What is being asked:
Locate every line in the listing below that contains the string "rock", and copy each of those lines. Matching is case-sensitive.

Supplied entries:
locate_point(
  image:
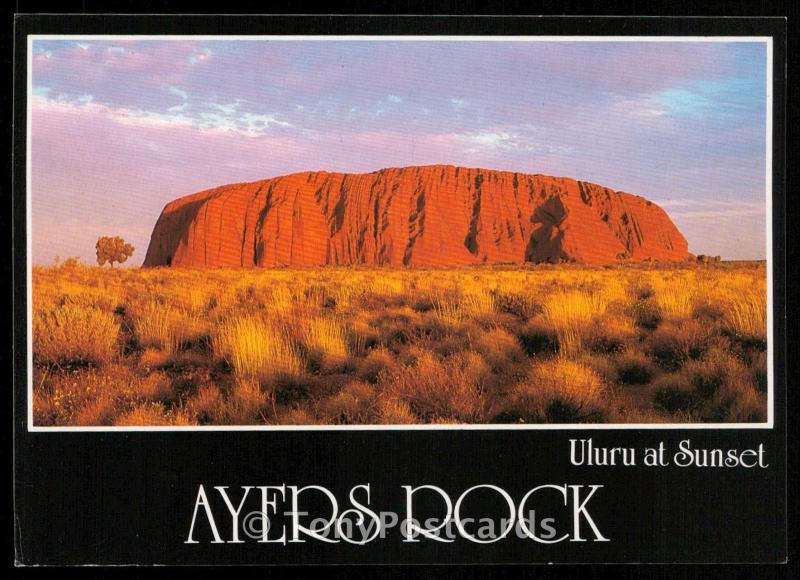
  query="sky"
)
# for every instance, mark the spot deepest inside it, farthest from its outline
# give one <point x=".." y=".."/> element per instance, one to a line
<point x="121" y="127"/>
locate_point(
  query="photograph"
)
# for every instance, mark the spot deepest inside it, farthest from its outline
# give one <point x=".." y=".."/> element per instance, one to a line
<point x="344" y="232"/>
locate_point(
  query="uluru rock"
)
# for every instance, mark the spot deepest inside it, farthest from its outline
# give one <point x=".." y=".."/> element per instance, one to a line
<point x="431" y="215"/>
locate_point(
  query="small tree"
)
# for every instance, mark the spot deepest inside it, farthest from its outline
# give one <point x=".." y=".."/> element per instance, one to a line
<point x="112" y="250"/>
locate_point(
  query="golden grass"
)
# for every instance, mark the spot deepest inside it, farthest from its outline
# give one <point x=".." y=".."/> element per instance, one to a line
<point x="257" y="348"/>
<point x="559" y="389"/>
<point x="358" y="346"/>
<point x="747" y="315"/>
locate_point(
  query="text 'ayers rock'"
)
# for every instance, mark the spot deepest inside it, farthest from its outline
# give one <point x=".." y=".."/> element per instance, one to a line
<point x="431" y="215"/>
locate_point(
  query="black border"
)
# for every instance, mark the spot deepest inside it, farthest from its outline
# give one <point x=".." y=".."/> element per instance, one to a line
<point x="409" y="25"/>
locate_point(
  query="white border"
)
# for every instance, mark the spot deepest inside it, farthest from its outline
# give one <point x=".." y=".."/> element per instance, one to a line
<point x="467" y="427"/>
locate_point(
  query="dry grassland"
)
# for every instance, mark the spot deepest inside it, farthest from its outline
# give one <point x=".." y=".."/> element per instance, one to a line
<point x="368" y="346"/>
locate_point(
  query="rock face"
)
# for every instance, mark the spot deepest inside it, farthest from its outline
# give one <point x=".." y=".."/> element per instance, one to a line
<point x="413" y="216"/>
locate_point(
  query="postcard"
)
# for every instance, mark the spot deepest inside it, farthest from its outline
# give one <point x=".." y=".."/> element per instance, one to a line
<point x="346" y="291"/>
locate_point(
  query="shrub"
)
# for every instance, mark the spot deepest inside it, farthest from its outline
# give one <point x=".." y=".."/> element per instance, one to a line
<point x="257" y="348"/>
<point x="746" y="316"/>
<point x="558" y="391"/>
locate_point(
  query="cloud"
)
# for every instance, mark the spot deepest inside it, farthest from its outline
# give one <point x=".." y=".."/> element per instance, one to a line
<point x="200" y="57"/>
<point x="178" y="92"/>
<point x="246" y="124"/>
<point x="697" y="209"/>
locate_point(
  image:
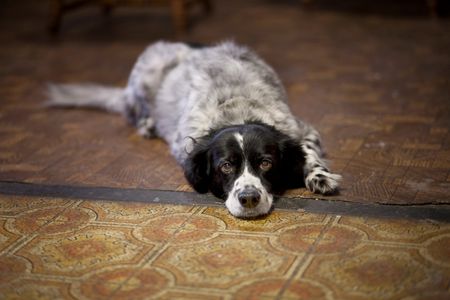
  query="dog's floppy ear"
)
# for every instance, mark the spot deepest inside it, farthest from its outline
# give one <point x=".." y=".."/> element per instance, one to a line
<point x="292" y="163"/>
<point x="196" y="168"/>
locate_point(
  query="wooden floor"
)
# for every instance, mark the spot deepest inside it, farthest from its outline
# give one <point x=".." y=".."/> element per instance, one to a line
<point x="376" y="87"/>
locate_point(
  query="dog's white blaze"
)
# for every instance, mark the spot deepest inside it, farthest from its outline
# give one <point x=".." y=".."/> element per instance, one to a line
<point x="247" y="179"/>
<point x="240" y="140"/>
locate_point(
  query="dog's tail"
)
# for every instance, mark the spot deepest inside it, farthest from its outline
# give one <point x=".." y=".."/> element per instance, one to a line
<point x="86" y="95"/>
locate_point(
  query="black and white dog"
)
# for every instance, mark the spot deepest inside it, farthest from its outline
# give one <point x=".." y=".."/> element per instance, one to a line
<point x="224" y="113"/>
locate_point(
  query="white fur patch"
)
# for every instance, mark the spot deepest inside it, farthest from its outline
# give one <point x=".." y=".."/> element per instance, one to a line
<point x="246" y="180"/>
<point x="240" y="140"/>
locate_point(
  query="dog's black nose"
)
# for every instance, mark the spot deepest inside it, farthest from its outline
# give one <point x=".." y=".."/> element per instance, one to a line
<point x="249" y="198"/>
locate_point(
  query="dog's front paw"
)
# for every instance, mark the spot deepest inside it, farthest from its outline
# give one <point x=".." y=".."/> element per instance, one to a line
<point x="322" y="182"/>
<point x="146" y="127"/>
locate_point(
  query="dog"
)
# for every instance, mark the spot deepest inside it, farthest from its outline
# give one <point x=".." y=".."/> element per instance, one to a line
<point x="223" y="112"/>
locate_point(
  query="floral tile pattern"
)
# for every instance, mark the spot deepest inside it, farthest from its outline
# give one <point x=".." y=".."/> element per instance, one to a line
<point x="53" y="248"/>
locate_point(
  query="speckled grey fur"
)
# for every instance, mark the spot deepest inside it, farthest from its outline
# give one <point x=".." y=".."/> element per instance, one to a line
<point x="180" y="93"/>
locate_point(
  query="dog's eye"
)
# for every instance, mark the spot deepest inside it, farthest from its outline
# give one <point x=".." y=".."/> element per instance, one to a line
<point x="226" y="168"/>
<point x="265" y="165"/>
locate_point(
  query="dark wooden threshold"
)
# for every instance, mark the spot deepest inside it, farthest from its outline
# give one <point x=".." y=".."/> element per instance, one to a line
<point x="439" y="212"/>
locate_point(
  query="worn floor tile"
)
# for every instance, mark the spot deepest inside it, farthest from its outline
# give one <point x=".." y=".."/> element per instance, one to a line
<point x="110" y="250"/>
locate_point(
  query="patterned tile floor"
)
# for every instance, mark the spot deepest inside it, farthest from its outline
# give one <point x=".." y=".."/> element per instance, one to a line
<point x="55" y="248"/>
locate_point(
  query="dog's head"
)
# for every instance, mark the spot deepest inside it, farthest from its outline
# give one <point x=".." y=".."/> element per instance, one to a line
<point x="245" y="165"/>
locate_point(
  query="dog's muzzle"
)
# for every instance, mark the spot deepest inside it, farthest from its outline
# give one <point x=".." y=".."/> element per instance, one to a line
<point x="249" y="197"/>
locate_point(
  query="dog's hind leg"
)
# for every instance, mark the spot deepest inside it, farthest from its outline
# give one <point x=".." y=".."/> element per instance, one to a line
<point x="318" y="177"/>
<point x="145" y="80"/>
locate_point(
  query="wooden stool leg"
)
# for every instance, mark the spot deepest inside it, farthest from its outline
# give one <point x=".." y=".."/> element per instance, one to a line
<point x="56" y="11"/>
<point x="179" y="16"/>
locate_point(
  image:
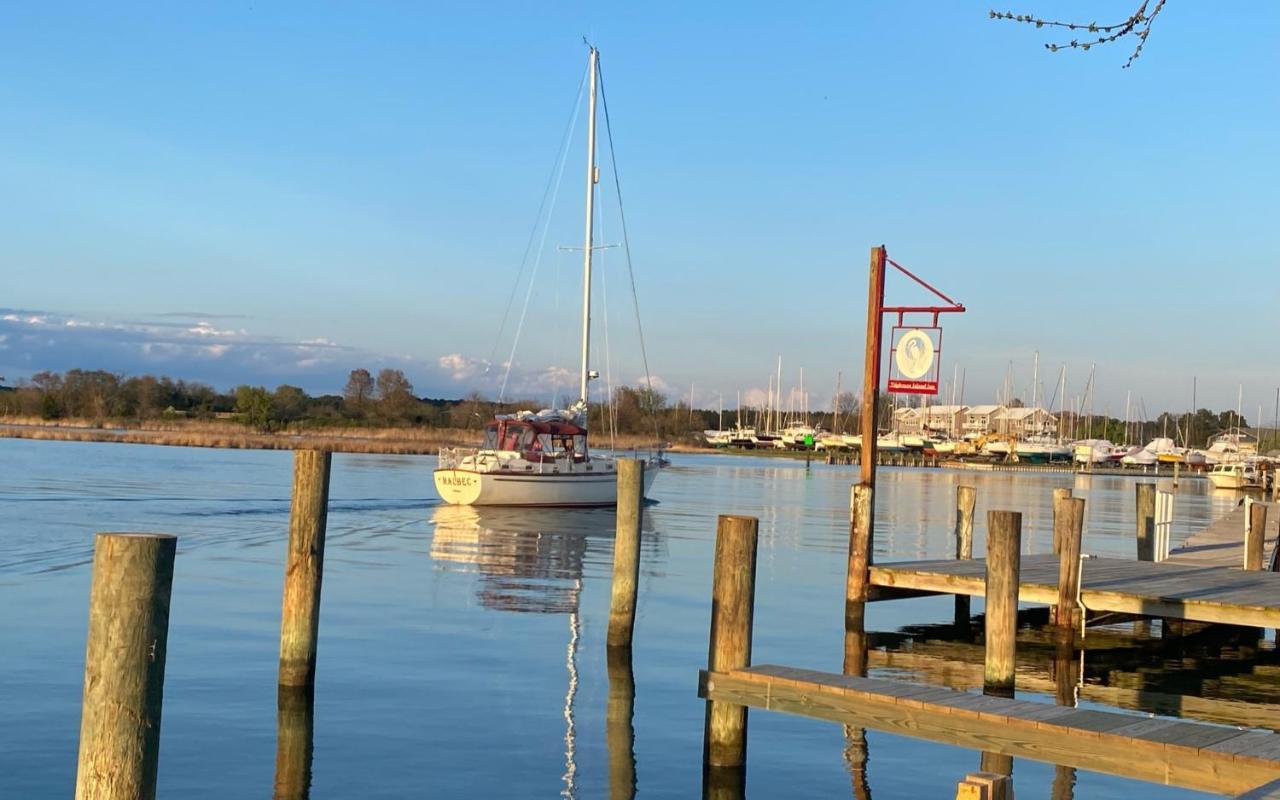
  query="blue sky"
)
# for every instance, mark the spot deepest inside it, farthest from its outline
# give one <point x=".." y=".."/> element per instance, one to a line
<point x="280" y="192"/>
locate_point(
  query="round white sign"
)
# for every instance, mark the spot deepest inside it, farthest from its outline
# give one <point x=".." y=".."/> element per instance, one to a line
<point x="914" y="355"/>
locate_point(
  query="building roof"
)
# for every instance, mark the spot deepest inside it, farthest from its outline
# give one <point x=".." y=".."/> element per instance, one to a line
<point x="1020" y="414"/>
<point x="983" y="408"/>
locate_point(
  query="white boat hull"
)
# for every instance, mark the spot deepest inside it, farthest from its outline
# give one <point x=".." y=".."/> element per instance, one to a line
<point x="553" y="489"/>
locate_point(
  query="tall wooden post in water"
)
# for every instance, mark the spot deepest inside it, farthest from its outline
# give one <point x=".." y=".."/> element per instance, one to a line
<point x="1059" y="496"/>
<point x="128" y="630"/>
<point x="732" y="608"/>
<point x="626" y="552"/>
<point x="304" y="567"/>
<point x="967" y="498"/>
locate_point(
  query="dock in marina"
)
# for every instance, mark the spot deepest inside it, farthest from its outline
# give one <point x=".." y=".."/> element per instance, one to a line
<point x="1194" y="755"/>
<point x="1171" y="590"/>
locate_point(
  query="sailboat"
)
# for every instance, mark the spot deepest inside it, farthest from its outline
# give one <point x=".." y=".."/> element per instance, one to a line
<point x="542" y="457"/>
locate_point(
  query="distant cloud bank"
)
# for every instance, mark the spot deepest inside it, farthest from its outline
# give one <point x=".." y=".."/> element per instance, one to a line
<point x="223" y="351"/>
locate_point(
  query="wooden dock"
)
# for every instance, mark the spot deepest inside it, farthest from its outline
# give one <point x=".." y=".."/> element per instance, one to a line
<point x="1221" y="544"/>
<point x="1193" y="755"/>
<point x="1171" y="590"/>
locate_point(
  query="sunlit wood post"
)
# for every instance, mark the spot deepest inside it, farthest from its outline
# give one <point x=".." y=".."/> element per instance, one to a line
<point x="304" y="567"/>
<point x="618" y="728"/>
<point x="1059" y="496"/>
<point x="124" y="657"/>
<point x="1068" y="528"/>
<point x="871" y="364"/>
<point x="1004" y="548"/>
<point x="967" y="499"/>
<point x="1146" y="525"/>
<point x="732" y="608"/>
<point x="1256" y="536"/>
<point x="626" y="552"/>
<point x="295" y="739"/>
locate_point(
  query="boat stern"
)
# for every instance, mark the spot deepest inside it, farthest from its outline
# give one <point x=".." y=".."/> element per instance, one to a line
<point x="458" y="487"/>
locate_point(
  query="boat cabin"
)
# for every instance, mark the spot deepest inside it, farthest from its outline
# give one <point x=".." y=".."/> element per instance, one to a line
<point x="536" y="439"/>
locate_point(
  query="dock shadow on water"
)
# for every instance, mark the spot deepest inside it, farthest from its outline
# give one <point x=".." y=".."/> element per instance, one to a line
<point x="295" y="741"/>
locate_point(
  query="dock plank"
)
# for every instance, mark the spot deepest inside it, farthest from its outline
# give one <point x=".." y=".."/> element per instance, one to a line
<point x="1166" y="589"/>
<point x="1196" y="755"/>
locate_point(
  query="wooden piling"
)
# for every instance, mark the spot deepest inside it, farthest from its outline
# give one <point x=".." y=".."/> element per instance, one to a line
<point x="626" y="552"/>
<point x="1146" y="524"/>
<point x="295" y="741"/>
<point x="860" y="534"/>
<point x="1068" y="529"/>
<point x="984" y="786"/>
<point x="620" y="735"/>
<point x="967" y="498"/>
<point x="304" y="567"/>
<point x="1256" y="536"/>
<point x="124" y="657"/>
<point x="732" y="608"/>
<point x="1059" y="496"/>
<point x="1004" y="548"/>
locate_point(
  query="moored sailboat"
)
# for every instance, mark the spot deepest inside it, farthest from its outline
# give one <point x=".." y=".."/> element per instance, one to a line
<point x="542" y="458"/>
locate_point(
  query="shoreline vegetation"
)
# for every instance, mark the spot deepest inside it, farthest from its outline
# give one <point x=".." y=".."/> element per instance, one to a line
<point x="402" y="440"/>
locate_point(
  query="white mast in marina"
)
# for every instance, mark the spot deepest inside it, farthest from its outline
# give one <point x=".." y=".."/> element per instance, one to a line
<point x="593" y="177"/>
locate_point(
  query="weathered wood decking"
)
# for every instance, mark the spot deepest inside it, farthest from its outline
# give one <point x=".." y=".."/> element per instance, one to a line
<point x="1194" y="755"/>
<point x="1171" y="590"/>
<point x="1221" y="544"/>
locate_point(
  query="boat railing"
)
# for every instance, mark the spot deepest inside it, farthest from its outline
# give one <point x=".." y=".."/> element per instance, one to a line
<point x="452" y="457"/>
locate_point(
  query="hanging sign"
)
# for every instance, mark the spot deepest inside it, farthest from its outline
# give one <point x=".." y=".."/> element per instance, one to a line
<point x="914" y="361"/>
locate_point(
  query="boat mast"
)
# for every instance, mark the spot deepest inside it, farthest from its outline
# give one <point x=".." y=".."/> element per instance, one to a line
<point x="592" y="178"/>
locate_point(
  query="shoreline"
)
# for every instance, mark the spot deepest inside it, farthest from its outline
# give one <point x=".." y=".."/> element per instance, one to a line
<point x="227" y="435"/>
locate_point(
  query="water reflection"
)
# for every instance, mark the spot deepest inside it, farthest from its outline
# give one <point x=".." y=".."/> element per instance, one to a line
<point x="528" y="560"/>
<point x="618" y="728"/>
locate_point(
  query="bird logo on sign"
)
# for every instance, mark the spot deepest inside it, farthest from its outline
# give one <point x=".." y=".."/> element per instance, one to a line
<point x="914" y="355"/>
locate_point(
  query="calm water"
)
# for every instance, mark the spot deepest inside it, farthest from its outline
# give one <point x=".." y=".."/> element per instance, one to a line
<point x="462" y="652"/>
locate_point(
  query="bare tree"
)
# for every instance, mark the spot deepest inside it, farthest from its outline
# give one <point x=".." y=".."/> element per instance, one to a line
<point x="359" y="391"/>
<point x="1138" y="24"/>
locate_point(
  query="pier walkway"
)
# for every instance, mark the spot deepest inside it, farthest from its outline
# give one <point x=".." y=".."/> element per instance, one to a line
<point x="1221" y="544"/>
<point x="1193" y="755"/>
<point x="1171" y="590"/>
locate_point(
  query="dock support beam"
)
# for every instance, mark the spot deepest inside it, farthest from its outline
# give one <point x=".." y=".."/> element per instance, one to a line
<point x="1059" y="496"/>
<point x="304" y="567"/>
<point x="128" y="631"/>
<point x="1146" y="525"/>
<point x="1256" y="536"/>
<point x="967" y="498"/>
<point x="1068" y="529"/>
<point x="626" y="552"/>
<point x="1004" y="562"/>
<point x="732" y="608"/>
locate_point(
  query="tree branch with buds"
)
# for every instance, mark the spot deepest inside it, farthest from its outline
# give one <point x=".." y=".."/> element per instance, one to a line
<point x="1138" y="24"/>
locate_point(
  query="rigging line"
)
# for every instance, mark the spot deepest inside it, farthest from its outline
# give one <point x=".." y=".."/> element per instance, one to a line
<point x="533" y="232"/>
<point x="538" y="260"/>
<point x="626" y="248"/>
<point x="608" y="350"/>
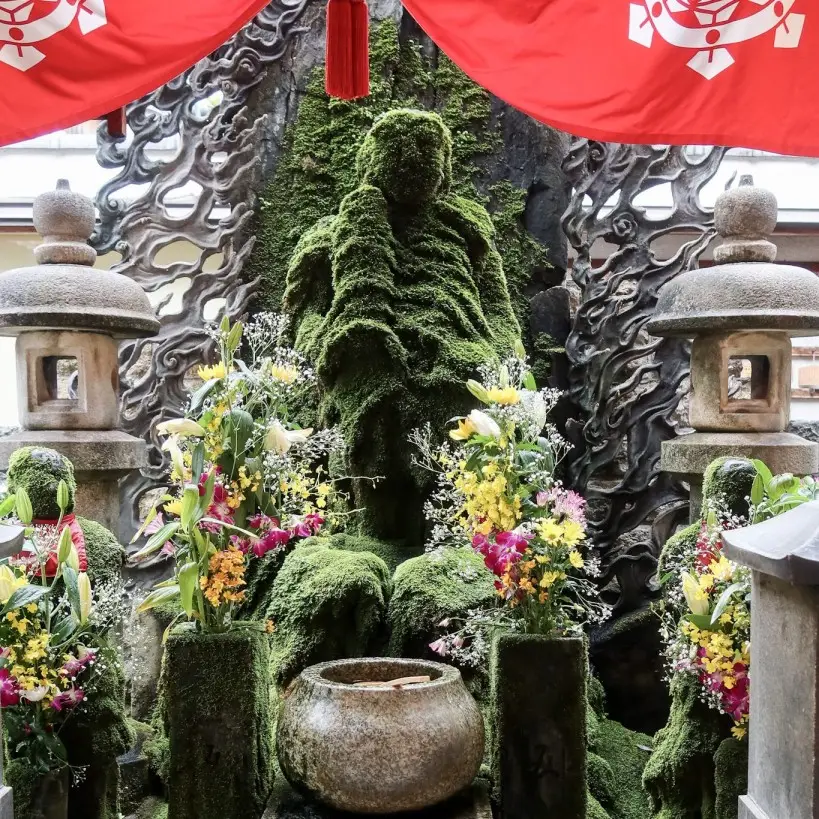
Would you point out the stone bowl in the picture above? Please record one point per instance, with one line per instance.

Complete response:
  query="uluru rock"
  query="text 'ayers rock'"
  query="rock face"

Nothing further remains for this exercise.